# GIVEN INSTRUCTION
Reproduce the data starting at the beginning and ending at the line containing "(1264, 656)", replacing "report" with "give" and leaving everything else unchanged; return only that span.

:: MATERIAL TO PROCESS

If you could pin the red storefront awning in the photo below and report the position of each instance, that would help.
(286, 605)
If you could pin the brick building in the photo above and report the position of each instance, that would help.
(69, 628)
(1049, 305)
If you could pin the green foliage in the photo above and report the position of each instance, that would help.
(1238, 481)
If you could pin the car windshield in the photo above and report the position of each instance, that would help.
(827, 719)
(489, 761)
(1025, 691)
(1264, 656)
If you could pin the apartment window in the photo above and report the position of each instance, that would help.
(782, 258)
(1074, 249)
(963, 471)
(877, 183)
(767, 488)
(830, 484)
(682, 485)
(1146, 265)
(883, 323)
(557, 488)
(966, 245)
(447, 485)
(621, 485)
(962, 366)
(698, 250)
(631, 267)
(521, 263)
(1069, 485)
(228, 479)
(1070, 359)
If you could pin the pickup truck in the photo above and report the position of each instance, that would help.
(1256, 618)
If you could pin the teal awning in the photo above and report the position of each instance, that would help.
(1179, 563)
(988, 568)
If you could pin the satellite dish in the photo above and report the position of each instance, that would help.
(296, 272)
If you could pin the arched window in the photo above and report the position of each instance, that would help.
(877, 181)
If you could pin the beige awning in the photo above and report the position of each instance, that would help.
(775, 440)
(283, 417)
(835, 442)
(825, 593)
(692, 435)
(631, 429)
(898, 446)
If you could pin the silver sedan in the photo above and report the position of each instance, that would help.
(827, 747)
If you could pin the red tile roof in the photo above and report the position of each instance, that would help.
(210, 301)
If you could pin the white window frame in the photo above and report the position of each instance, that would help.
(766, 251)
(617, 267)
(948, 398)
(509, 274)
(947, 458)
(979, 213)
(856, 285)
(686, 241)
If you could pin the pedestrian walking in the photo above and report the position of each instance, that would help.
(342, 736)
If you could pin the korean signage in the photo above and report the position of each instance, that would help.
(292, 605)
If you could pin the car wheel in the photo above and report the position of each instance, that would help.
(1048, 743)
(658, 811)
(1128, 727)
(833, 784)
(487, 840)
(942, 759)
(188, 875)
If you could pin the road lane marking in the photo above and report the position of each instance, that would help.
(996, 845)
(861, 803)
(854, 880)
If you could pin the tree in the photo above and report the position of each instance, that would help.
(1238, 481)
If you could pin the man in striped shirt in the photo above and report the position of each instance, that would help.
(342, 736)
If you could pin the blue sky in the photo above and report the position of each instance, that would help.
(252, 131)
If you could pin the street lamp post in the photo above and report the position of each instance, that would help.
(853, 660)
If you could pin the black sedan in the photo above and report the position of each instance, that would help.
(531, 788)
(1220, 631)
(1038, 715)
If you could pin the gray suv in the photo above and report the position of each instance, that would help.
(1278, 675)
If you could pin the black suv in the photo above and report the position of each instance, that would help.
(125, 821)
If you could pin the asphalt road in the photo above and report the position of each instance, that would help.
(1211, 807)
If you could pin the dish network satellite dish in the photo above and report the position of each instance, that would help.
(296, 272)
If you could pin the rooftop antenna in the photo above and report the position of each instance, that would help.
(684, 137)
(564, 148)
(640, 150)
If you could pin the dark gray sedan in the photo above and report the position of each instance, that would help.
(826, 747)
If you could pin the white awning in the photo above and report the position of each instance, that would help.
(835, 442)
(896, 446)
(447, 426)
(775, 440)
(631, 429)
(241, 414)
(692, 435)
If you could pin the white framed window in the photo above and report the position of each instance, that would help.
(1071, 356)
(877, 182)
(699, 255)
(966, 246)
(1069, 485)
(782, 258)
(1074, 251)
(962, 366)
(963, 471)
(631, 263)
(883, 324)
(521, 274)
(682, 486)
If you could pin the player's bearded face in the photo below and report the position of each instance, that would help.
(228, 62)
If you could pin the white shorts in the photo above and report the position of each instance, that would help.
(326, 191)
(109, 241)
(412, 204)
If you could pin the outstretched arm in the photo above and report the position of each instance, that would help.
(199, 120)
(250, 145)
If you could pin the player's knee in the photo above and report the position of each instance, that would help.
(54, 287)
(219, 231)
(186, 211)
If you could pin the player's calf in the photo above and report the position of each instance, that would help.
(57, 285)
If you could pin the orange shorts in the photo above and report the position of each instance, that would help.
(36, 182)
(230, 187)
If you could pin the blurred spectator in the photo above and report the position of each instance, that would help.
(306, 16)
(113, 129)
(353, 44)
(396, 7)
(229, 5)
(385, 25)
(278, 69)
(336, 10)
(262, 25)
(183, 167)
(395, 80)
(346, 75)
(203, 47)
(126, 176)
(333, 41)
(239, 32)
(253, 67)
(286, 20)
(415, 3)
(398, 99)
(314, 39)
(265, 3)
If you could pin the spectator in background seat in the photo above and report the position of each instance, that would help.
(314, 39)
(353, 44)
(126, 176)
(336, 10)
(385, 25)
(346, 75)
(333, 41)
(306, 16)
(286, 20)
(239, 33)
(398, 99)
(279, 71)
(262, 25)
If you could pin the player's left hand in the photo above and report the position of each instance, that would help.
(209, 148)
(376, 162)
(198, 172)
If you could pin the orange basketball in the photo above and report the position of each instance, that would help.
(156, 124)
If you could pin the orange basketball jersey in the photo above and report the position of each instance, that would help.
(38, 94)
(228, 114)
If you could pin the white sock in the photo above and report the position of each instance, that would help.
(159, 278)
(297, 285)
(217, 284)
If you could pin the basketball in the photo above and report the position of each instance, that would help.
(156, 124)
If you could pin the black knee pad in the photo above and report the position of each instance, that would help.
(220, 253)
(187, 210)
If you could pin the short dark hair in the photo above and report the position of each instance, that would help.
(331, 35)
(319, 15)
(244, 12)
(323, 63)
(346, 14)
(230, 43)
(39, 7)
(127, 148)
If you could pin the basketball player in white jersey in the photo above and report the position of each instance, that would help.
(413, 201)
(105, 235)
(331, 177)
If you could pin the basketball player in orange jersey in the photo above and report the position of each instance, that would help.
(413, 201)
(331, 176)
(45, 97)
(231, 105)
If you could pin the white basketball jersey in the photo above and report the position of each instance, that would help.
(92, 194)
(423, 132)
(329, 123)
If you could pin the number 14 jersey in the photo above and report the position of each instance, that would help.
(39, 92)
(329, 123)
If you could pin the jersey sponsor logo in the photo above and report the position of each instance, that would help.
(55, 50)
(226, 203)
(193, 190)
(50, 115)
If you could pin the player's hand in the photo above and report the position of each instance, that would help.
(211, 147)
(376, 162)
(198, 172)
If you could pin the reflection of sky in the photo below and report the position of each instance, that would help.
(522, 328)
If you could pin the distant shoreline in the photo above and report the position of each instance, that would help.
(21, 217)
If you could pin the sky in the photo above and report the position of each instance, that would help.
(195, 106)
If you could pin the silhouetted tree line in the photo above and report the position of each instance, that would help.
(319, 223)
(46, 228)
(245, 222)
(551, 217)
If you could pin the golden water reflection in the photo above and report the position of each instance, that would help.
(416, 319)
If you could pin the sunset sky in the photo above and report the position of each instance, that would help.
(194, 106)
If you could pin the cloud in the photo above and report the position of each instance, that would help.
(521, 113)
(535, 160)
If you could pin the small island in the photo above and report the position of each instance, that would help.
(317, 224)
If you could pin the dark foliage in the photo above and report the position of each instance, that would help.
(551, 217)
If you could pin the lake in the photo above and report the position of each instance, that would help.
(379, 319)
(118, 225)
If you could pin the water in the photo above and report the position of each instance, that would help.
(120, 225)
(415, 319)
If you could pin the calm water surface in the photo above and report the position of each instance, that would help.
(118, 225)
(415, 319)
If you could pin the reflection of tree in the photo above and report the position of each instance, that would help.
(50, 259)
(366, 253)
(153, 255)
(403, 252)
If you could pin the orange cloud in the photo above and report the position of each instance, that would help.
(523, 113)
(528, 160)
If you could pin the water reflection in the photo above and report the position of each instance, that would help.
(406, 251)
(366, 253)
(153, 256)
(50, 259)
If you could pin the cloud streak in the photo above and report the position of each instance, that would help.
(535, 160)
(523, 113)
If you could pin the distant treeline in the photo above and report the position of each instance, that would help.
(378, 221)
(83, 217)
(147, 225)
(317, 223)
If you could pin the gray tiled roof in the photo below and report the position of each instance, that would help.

::::

# CORRECT ANSWER
If you could pin the red storefront awning in the photo below and give the position of each instance, that would help.
(286, 605)
If you could pin the brick building in the photo above and give the position of each instance, that would help.
(69, 628)
(1049, 305)
If you could pin the green foliage in the photo above and give the position of each instance, that would help.
(1238, 481)
If you could pin the car windshield in the photo above and give the position of each instance, that would help.
(827, 719)
(489, 761)
(1025, 691)
(1264, 656)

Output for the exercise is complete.